Exercise requirements
Pick out each line of the listing below that contains the word "negative", and copy those lines.

[Data supplied]

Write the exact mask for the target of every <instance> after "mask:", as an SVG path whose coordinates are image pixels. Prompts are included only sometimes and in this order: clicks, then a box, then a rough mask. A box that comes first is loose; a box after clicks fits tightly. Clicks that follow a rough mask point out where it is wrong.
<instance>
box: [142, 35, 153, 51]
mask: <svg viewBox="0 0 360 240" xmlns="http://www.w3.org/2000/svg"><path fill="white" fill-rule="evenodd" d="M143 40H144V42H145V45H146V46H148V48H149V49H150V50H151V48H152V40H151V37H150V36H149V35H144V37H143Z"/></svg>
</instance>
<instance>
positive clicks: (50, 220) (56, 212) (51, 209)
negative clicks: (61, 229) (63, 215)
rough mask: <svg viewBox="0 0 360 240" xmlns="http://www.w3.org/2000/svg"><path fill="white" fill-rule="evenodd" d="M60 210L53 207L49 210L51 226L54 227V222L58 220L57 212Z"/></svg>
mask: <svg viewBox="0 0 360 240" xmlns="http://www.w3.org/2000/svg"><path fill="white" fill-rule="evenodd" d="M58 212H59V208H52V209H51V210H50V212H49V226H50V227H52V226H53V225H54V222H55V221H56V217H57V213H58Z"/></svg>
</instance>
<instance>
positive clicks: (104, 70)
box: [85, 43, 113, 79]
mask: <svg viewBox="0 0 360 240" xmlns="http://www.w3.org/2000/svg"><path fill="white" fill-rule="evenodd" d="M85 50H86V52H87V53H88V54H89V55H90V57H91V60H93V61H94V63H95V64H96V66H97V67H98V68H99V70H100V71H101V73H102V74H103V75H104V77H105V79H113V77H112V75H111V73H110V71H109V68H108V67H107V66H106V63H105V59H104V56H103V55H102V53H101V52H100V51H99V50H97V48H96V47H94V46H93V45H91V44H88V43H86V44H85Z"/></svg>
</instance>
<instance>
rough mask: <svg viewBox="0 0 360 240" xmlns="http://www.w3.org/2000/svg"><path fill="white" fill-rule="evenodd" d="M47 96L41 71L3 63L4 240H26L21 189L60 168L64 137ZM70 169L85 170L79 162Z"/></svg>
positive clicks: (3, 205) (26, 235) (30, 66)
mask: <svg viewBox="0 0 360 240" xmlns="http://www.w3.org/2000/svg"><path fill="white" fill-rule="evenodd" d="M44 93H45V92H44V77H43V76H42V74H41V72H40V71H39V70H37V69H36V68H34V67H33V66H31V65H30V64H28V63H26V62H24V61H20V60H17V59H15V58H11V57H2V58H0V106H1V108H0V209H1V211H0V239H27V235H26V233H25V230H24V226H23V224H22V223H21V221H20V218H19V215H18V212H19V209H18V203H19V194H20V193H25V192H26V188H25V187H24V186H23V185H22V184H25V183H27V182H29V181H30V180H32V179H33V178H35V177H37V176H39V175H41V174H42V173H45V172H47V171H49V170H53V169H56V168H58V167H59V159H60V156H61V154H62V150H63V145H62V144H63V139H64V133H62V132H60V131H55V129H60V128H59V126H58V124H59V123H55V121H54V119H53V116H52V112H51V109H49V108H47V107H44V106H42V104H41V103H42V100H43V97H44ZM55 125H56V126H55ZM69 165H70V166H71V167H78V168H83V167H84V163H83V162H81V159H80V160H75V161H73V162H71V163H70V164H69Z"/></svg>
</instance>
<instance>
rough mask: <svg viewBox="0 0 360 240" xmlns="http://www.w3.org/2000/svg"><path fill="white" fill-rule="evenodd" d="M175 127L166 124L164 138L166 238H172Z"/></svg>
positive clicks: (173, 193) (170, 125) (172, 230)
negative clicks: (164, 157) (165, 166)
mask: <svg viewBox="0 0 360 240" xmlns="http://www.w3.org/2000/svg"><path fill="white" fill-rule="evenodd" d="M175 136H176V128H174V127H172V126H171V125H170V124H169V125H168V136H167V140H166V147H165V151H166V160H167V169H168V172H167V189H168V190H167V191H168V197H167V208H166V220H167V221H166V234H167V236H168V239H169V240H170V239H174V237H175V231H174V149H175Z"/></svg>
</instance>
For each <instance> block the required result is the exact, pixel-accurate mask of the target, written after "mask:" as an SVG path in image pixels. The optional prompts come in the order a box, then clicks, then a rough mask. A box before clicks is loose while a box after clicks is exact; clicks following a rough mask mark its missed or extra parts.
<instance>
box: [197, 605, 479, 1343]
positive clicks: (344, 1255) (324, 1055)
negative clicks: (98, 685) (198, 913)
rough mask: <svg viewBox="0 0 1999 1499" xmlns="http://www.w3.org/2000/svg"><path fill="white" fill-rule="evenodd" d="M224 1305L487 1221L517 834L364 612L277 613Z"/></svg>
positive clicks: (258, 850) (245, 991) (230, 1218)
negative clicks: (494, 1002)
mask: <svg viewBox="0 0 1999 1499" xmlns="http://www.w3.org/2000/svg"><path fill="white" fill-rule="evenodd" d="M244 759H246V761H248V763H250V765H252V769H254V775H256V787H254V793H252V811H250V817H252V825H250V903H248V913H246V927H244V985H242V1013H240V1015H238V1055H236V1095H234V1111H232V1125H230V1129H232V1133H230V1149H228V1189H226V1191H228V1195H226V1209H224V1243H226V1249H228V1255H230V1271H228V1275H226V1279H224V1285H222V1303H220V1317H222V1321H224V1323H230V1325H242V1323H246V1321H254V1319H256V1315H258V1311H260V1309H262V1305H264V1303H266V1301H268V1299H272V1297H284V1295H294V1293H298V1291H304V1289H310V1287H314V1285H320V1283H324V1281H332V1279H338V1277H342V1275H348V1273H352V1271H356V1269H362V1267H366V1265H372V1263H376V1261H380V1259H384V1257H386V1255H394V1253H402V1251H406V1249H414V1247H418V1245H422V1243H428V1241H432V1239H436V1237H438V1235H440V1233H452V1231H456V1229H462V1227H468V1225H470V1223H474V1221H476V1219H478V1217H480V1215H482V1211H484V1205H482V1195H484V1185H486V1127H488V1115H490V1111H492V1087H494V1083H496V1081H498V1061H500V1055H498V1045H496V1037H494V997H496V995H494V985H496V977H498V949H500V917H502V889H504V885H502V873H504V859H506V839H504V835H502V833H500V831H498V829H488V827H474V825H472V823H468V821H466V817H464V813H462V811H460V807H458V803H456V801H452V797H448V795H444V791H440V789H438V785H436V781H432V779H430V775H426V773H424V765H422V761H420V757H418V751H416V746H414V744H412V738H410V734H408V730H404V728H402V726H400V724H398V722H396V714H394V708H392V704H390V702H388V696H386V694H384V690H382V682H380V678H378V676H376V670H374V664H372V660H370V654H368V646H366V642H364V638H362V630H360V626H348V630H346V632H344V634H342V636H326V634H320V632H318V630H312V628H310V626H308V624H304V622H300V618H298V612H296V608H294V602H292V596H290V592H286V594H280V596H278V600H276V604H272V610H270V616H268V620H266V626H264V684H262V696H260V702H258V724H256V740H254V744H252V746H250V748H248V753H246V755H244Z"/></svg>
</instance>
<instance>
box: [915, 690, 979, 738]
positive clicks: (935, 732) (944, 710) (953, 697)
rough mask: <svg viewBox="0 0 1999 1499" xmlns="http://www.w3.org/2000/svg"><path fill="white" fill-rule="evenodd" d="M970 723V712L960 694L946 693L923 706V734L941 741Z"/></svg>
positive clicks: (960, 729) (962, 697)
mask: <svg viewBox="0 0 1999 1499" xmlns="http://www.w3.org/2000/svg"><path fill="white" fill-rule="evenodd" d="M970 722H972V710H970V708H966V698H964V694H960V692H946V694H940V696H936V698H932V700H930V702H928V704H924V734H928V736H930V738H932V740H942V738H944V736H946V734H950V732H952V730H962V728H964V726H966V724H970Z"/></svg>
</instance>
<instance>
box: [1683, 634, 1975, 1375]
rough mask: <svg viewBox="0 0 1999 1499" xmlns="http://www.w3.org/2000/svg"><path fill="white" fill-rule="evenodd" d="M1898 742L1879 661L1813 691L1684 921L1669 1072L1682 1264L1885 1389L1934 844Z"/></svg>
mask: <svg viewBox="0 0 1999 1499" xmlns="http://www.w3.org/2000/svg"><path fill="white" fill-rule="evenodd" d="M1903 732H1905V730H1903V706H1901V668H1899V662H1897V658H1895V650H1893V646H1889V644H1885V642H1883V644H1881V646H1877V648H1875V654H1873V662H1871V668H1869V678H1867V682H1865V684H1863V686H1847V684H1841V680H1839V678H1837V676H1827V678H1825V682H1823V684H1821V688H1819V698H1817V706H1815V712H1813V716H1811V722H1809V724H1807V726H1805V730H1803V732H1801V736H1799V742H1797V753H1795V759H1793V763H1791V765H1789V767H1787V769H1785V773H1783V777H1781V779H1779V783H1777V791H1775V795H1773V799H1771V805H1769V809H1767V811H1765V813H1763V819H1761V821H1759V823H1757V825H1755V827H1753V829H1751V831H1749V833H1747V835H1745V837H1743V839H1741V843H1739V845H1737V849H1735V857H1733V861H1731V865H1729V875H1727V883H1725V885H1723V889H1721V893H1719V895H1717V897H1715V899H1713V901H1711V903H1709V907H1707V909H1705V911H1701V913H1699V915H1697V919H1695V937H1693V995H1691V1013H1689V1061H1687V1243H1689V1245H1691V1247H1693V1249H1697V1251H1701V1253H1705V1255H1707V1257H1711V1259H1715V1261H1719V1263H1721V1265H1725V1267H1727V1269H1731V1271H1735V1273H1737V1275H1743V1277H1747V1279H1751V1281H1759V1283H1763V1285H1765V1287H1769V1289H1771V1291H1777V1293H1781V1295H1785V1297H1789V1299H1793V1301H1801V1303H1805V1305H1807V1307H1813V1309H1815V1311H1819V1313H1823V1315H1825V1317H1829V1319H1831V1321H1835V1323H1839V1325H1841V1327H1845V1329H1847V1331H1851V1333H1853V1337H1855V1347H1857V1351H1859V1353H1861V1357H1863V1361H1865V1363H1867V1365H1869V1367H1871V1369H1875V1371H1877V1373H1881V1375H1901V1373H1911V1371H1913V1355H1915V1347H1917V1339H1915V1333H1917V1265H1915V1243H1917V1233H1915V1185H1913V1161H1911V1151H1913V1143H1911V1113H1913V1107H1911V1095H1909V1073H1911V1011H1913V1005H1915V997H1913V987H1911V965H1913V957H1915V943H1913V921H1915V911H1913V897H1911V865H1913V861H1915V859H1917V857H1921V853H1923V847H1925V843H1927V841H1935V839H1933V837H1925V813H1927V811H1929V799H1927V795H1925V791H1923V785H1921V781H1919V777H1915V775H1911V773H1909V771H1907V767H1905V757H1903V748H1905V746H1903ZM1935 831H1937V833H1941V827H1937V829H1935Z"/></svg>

[/Data supplied]

Exercise answer
negative clicks: (61, 229) (63, 215)
negative clicks: (164, 157) (165, 166)
negative clicks: (98, 685) (198, 913)
negative clicks: (494, 1002)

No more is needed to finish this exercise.